◆ **Problem description**
Can you retype every record below exactly as written?

◆ **Stored rows**

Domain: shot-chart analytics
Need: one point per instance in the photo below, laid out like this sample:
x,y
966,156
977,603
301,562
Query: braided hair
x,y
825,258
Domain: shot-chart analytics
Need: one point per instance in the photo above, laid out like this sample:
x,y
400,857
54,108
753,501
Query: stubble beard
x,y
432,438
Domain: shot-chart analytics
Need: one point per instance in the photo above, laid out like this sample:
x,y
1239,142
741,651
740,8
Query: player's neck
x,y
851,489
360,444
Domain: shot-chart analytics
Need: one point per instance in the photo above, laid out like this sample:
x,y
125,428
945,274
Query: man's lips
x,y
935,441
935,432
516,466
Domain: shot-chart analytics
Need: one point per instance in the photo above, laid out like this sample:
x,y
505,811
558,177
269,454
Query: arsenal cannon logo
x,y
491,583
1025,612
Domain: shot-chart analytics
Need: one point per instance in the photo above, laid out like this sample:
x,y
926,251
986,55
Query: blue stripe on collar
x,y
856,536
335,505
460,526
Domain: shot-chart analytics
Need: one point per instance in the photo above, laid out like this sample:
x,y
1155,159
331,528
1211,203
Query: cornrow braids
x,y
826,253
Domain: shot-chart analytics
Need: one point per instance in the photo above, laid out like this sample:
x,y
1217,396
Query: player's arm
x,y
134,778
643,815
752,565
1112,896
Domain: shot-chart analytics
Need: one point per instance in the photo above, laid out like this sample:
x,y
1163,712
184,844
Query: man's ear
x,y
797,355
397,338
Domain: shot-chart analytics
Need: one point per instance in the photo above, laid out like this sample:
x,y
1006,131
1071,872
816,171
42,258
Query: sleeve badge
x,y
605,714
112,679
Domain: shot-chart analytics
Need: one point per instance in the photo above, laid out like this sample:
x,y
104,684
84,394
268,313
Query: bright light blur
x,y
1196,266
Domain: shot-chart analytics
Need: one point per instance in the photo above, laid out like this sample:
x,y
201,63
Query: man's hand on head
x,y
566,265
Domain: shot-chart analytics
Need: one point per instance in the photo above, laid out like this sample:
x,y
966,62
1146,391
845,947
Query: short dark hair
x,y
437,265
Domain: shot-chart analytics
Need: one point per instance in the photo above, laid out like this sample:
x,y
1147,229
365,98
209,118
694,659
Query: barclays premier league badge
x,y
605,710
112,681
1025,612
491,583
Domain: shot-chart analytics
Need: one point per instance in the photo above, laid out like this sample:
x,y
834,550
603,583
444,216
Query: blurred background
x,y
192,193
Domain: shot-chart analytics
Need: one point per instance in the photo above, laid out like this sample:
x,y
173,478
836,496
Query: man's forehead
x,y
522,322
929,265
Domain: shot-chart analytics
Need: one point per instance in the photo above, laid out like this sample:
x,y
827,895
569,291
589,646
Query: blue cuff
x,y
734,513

◆ **Solution below**
Domain: shot-chart analytics
Need: one point per instance in the photo below, laid out like this sample:
x,y
966,156
977,603
301,562
Query: braided hair
x,y
825,258
Domain: shot-chart analytics
Need: one point per instance in the photo above, laid out like this sample:
x,y
400,857
54,108
753,501
Query: stubble beard
x,y
432,438
Domain: shot-chart analytics
Need: one point per instance in the photo above, laid out like this sample:
x,y
1239,142
741,651
740,8
Query: player's neck
x,y
851,489
360,444
Domain: shot-chart analytics
Need: one point per instance in the photo above, laid out like this sample:
x,y
125,428
945,274
Query: man's lips
x,y
935,441
935,432
516,466
Domain: shot-chart analytics
Need: one point per instance in the photo above, laid out like this sample:
x,y
505,811
558,177
269,454
Query: arsenal cannon logo
x,y
491,583
1025,612
Domain: shot-chart analytics
Need: one point per instance in the photo above, laid out like this sample:
x,y
926,251
986,55
Query: blue stripe on collar
x,y
856,536
335,505
460,526
Domain: shot-chart analytics
Need: one point per instance in the photo above, laid out like this sample:
x,y
1155,159
331,528
1211,203
Query: cornrow braids
x,y
826,253
Domain: shot-chart analytics
Need: one point per instance in the photo above, laid out like this sample:
x,y
1217,396
Query: player's arm
x,y
134,778
643,815
752,565
1112,896
Domain: shot-chart analytics
Need: one point per instance in the photo above, laid out like this sample:
x,y
1163,712
184,844
Query: man's ear
x,y
797,355
397,338
Domain: shot-chart analytics
Need: one point per instance in the photo above, laid out like this sample:
x,y
1006,131
1071,872
816,171
42,258
Query: sleeve badge
x,y
605,714
112,679
Domain: shot-chart analytics
Need: one point per instance in the photo above, laid out like this sample:
x,y
104,684
84,394
268,313
Query: bright light blur
x,y
1196,266
Domain: shot-chart analytics
Need: one point per instance in the photo above, laid out like this sample:
x,y
201,63
Query: man's hand on head
x,y
566,265
Domain: shot-chart analytics
Need: one point per instance in the photo above, laid out like this sample:
x,y
966,62
1146,391
845,947
Query: short dark hair
x,y
437,265
Domain: shot-chart analytics
Need: one point per instance in the photo above, laid out like this sample:
x,y
1147,229
365,98
209,118
694,659
Query: barclays premier league badge
x,y
605,710
112,681
1025,612
491,583
Domain: shot-chart analytics
Need: one point per instance in the photo above, laid out like this sample:
x,y
834,550
603,583
444,216
Query: blurred background
x,y
192,193
Domain: shot-chart analytics
Need: one point per instance in the photo above, laid out like this sample:
x,y
173,478
836,496
Query: man's forehead
x,y
522,322
929,265
Domain: shot-chart analytics
Need: one point per instance in the photo above, laid out like this sample:
x,y
827,895
569,291
589,646
Query: blue cuff
x,y
734,513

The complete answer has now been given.